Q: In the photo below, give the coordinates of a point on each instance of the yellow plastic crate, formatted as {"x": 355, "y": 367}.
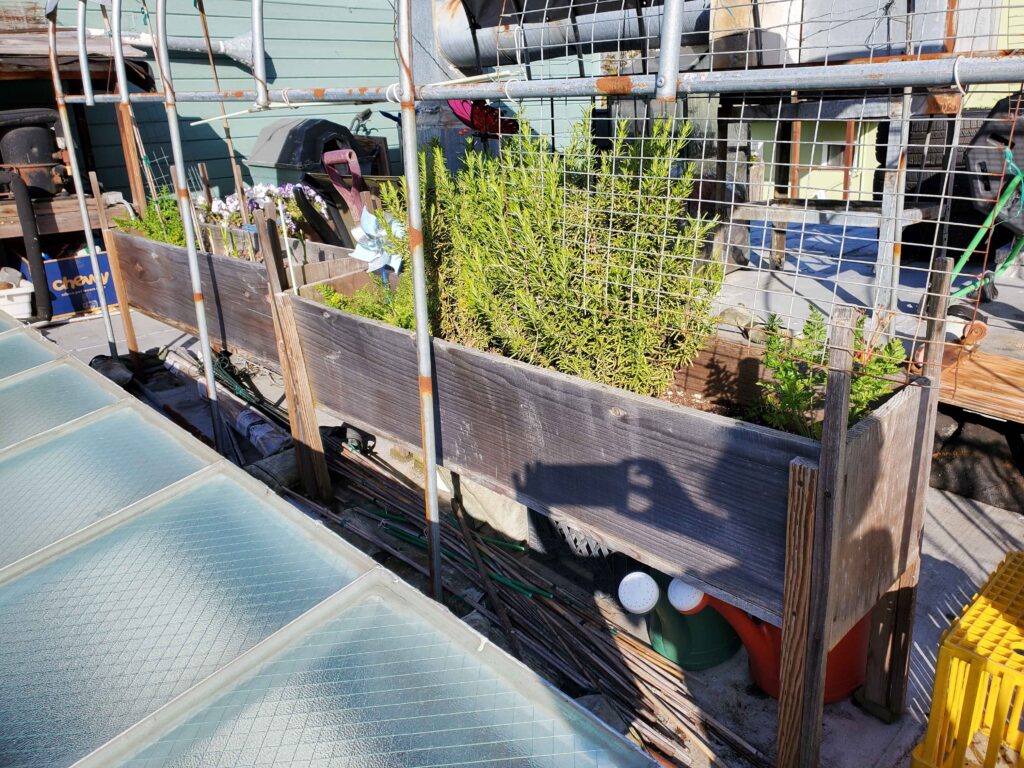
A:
{"x": 979, "y": 680}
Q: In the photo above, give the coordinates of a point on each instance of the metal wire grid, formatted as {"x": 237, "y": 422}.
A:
{"x": 742, "y": 35}
{"x": 819, "y": 200}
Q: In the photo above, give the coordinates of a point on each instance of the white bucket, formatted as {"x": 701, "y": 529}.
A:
{"x": 17, "y": 301}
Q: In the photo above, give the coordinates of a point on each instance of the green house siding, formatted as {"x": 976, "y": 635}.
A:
{"x": 309, "y": 45}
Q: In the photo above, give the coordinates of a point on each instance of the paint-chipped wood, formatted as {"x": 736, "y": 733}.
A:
{"x": 692, "y": 494}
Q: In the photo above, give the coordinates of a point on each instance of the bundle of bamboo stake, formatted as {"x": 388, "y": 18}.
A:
{"x": 646, "y": 690}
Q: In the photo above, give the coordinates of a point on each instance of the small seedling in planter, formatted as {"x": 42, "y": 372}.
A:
{"x": 160, "y": 221}
{"x": 794, "y": 395}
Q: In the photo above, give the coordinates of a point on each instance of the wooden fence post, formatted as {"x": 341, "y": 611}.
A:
{"x": 809, "y": 563}
{"x": 124, "y": 306}
{"x": 301, "y": 407}
{"x": 884, "y": 693}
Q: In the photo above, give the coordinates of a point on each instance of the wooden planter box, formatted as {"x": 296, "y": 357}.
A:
{"x": 155, "y": 275}
{"x": 803, "y": 539}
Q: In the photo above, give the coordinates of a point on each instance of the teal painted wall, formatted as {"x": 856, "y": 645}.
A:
{"x": 308, "y": 44}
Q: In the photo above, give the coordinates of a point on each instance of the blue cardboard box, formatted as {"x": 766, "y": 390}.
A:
{"x": 73, "y": 286}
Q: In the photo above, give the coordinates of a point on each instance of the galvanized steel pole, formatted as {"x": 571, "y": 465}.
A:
{"x": 883, "y": 75}
{"x": 184, "y": 205}
{"x": 259, "y": 56}
{"x": 428, "y": 424}
{"x": 119, "y": 52}
{"x": 83, "y": 55}
{"x": 76, "y": 174}
{"x": 668, "y": 58}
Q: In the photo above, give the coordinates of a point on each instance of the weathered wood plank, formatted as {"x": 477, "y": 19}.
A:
{"x": 696, "y": 495}
{"x": 879, "y": 527}
{"x": 796, "y": 627}
{"x": 52, "y": 216}
{"x": 237, "y": 302}
{"x": 884, "y": 692}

◆ Written task: Reproduce verbatim the lines starting at the line that contains "of the blue" and ending at the last line of the records, including both ends.

◆ Written response:
Q: In the photo above, give the coordinates of a point on each instance of the blue cardboard box, formatted as {"x": 766, "y": 390}.
A:
{"x": 73, "y": 286}
Q: In the photo above, give the coordinates of a point on each instance of the galvanized steel pole, formatted as {"x": 571, "y": 465}.
A:
{"x": 883, "y": 75}
{"x": 184, "y": 205}
{"x": 259, "y": 56}
{"x": 428, "y": 424}
{"x": 119, "y": 52}
{"x": 83, "y": 55}
{"x": 76, "y": 174}
{"x": 668, "y": 58}
Q: In the photo above, give the coordinates of a point on each instance of the weathered wood plank, formatted as {"x": 477, "y": 19}.
A:
{"x": 696, "y": 495}
{"x": 879, "y": 527}
{"x": 796, "y": 627}
{"x": 52, "y": 216}
{"x": 237, "y": 302}
{"x": 884, "y": 692}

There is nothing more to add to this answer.